Dataset entries:
-*-
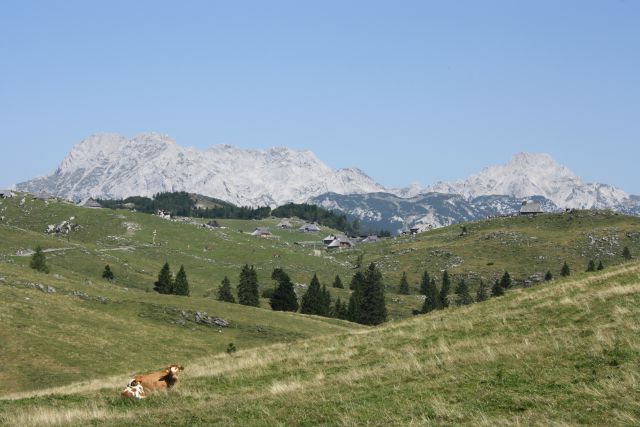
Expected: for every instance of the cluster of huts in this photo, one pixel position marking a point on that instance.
(331, 242)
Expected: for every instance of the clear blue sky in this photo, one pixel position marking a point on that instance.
(406, 90)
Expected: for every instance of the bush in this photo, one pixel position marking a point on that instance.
(39, 261)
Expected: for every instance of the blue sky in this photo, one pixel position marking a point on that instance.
(407, 91)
-*-
Retype the records in full. Do not carry over the images.

_THE COMPLETED TASK_:
Expected: for every instance of the cluster of huts in this photo, one pixel position marking a point on that instance.
(331, 242)
Expected: for every instance of the clear blue sky in this photo, one pixel position marking a point on that instance.
(406, 90)
Expected: for every instance of the bush in this photo, one pixel position marking a point on that instance.
(39, 261)
Expected: for every instance of the blue sky in this photo, one pixel position marking a point on that instance.
(407, 91)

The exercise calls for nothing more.